How many lines in the records below contain the word "throw"? Reply with the number alone.

>> begin Provided data

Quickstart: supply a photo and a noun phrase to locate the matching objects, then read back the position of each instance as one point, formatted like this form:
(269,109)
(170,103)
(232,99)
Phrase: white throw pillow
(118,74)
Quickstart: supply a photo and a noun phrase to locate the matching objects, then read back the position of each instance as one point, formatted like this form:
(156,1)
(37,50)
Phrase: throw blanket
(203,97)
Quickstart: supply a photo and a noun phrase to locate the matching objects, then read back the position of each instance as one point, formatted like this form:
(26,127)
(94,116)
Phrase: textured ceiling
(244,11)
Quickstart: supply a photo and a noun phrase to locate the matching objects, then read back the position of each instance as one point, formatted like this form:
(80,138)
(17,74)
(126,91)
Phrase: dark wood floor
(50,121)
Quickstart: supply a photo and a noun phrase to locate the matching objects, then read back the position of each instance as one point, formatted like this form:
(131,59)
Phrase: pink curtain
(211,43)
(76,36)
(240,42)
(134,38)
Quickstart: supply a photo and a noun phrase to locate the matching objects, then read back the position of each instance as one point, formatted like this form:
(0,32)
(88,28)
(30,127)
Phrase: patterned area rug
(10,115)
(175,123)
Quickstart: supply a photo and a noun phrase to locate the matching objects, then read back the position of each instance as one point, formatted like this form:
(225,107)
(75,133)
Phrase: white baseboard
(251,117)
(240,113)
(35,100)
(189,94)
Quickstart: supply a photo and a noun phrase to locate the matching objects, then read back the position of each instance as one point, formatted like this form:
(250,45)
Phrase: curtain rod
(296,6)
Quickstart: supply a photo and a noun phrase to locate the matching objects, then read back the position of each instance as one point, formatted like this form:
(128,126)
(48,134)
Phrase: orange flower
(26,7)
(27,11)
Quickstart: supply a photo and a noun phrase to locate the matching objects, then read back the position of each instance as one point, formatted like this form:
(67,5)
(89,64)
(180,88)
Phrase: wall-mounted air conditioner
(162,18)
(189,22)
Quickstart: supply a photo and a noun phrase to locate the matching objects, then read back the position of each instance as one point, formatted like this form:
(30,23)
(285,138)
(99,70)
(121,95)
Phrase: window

>> end Provided data

**Completed task**
2